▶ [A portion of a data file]
=====
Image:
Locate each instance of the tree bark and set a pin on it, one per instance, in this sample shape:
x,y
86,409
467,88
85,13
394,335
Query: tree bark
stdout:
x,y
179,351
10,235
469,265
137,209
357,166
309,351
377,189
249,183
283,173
=====
▶ [Task instructions]
Copy every line of the entries above, requests included, and shift each pin coordinate in the answers by adding -135 to it. Leave the numbers in the requests and their format samples as they are.

▶ [Response to this exercise]
Image:
Locate each instance of the tree bark and set a pin on it, one per instance, in this sample shape:
x,y
86,409
467,88
85,13
394,335
Query: tree bark
stdout:
x,y
44,216
-125,100
334,130
2,74
222,31
174,216
242,54
114,48
148,38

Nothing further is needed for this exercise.